The records:
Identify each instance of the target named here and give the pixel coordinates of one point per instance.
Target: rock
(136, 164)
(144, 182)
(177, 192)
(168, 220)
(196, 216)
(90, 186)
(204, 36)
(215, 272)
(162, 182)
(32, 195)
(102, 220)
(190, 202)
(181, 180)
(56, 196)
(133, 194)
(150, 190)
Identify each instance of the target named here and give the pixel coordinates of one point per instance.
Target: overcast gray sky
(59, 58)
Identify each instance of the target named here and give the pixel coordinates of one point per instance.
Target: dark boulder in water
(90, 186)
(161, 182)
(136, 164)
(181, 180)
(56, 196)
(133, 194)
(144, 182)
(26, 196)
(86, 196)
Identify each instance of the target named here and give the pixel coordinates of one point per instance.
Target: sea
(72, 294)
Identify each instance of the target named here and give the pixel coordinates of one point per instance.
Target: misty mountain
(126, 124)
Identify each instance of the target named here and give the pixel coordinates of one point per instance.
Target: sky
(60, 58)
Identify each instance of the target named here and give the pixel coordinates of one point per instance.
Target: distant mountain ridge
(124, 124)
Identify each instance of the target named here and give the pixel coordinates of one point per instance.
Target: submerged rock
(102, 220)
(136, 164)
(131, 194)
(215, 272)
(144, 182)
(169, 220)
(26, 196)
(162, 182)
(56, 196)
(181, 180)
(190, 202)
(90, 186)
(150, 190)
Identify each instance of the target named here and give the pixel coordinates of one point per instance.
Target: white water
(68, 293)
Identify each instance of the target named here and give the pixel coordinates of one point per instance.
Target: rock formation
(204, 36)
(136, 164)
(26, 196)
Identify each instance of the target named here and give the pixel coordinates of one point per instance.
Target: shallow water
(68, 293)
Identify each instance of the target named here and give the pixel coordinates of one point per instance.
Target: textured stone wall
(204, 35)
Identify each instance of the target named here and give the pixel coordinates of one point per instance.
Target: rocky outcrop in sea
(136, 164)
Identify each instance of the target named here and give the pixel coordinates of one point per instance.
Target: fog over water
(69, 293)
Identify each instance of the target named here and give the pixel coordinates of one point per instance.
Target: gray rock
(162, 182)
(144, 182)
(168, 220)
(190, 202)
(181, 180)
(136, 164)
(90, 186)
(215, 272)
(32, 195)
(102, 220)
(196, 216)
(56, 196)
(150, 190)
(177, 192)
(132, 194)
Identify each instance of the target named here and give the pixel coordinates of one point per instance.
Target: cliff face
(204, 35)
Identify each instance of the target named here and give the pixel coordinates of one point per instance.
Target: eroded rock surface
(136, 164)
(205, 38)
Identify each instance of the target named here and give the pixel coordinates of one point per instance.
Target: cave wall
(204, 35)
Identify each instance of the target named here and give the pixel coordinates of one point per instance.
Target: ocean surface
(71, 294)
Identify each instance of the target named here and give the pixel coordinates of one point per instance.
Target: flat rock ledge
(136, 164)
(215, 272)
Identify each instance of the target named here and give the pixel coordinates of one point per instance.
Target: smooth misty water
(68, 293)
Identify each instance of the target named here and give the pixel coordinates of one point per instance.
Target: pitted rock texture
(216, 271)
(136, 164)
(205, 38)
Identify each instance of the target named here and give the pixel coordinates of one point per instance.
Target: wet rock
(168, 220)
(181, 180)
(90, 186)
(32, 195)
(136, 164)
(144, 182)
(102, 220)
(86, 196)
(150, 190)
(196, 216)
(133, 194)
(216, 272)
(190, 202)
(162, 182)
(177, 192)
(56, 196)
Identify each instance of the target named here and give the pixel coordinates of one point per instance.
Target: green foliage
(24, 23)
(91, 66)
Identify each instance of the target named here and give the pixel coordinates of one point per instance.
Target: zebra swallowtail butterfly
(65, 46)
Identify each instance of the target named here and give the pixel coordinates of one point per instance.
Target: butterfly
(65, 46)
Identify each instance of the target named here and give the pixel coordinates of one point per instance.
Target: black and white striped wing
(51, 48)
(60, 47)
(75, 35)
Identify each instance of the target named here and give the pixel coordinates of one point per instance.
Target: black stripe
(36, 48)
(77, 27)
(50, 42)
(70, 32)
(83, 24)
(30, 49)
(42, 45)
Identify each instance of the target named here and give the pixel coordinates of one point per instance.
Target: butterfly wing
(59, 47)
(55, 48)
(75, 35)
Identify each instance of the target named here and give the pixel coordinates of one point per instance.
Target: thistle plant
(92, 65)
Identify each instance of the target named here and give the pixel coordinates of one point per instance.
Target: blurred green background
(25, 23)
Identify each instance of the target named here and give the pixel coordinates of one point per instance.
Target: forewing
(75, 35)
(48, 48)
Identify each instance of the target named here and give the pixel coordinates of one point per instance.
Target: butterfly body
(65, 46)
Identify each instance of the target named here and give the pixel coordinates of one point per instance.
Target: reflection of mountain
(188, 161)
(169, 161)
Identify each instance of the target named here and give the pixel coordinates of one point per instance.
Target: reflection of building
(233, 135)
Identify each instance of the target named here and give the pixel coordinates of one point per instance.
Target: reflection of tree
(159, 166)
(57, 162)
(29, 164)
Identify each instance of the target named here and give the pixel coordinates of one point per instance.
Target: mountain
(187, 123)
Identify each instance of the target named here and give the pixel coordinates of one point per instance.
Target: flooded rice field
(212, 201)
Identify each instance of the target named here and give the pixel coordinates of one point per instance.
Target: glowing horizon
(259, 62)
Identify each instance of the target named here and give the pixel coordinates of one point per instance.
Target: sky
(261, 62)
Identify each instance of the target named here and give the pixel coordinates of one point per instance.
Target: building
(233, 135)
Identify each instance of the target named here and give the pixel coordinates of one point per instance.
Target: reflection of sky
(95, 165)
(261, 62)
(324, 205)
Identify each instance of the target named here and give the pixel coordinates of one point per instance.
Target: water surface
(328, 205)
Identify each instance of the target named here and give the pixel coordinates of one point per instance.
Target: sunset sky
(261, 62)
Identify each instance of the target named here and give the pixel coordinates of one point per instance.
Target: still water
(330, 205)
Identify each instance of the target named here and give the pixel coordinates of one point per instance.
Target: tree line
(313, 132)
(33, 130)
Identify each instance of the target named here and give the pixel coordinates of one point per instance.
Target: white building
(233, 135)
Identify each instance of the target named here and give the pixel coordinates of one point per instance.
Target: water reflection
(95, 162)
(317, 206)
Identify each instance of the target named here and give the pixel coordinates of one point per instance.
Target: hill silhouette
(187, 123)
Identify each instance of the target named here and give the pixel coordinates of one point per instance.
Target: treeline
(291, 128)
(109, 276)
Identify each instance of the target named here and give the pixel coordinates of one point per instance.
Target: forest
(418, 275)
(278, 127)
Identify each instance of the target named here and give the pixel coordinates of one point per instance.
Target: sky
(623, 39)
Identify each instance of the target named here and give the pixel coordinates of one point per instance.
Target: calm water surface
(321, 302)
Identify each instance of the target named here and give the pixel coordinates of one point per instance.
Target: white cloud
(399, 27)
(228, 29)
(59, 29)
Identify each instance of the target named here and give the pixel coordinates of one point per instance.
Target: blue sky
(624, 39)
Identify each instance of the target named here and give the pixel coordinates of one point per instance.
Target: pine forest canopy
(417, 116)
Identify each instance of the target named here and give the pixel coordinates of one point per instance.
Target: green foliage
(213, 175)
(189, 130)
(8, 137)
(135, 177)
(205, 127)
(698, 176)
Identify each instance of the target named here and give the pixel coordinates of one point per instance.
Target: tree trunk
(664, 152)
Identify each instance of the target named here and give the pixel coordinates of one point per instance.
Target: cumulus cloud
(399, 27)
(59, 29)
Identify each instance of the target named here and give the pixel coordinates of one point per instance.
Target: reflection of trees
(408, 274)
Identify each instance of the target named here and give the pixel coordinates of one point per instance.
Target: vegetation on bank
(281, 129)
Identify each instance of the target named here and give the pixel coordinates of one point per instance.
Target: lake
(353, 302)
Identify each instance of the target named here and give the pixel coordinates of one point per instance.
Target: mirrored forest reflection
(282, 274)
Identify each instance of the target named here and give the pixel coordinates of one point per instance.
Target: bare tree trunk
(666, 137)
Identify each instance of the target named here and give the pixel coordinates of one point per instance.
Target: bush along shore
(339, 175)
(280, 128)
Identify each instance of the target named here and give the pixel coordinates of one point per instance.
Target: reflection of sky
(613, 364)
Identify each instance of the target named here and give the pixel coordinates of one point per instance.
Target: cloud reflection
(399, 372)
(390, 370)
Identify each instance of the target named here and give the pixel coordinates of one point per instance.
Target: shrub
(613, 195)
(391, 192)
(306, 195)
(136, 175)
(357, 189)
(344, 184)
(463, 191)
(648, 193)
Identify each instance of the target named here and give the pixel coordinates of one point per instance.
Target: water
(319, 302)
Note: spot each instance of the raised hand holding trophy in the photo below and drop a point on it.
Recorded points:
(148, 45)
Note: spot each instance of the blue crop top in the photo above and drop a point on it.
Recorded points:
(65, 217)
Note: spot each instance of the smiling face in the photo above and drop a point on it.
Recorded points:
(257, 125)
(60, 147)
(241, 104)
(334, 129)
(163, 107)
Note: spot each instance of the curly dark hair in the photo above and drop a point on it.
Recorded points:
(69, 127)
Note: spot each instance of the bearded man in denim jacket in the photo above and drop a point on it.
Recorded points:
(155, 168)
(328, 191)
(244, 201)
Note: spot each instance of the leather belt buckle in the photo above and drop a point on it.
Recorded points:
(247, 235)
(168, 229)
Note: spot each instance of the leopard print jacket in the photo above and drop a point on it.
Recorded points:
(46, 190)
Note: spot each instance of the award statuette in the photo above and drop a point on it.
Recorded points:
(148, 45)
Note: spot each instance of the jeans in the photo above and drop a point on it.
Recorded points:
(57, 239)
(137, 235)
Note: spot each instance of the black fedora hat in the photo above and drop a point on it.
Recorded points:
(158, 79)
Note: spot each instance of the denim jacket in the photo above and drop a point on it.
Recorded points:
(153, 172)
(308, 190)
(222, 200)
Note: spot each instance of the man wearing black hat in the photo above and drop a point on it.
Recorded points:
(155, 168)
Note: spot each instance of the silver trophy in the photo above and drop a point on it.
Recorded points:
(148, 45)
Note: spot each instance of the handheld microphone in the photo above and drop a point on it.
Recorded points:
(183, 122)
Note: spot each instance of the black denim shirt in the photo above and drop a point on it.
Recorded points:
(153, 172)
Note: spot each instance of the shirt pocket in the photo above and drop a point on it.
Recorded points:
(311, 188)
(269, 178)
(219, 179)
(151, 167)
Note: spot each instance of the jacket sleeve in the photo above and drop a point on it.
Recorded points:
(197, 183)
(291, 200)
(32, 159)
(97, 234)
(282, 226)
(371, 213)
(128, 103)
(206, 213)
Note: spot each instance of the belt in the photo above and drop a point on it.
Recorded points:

What to work on:
Scan the material above for the string "belt". Return each line where it occurs.

Solution for this exercise:
Note: spot each instance of the leather belt buckle in the photo above and drop a point on it.
Note: spot each instance of the belt in the photo above and drop a point on it.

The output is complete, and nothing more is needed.